- [Aim of the task]: Can you convert the lines from the start of the entries through the line containing "<point>1155,578</point>" into a Markdown table with columns No. and Line, numbering each row and omitting blank lines?

- [Data excerpts]:
====
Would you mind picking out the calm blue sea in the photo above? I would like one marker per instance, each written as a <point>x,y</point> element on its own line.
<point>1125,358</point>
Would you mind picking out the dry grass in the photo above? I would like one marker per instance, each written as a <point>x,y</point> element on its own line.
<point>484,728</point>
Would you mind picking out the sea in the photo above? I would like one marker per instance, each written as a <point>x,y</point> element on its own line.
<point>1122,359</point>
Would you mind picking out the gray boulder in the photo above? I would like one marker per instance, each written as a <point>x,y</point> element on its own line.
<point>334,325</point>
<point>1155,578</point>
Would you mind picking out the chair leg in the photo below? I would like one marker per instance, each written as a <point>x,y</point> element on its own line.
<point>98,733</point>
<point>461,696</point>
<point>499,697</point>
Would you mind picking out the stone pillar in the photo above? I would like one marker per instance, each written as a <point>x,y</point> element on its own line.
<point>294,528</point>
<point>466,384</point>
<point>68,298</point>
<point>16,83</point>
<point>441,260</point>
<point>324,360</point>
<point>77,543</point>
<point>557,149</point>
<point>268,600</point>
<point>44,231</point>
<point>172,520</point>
====
- [Reply]:
| No. | Line |
|---|---|
| 1 | Would you mind picking out the calm blue sea in the photo above? I would like one marker per instance, each written as a <point>x,y</point> element on its own line. |
| 2 | <point>1125,358</point> |
| 3 | Would you mind picking out the dry grass in the photo above? I would like one marker per instance, each written as a <point>x,y</point> element on its own line. |
| 4 | <point>484,728</point> |
| 5 | Would you mind picking out the sea in the photo above? I would like one marker per instance, each written as a <point>x,y</point> element on its own line. |
| 6 | <point>1122,359</point> |
| 7 | Would you mind picking out the gray boulder in the photo above? I would like one marker per instance, each written as a <point>x,y</point> element on its own line. |
| 8 | <point>334,325</point> |
| 9 | <point>1155,578</point> |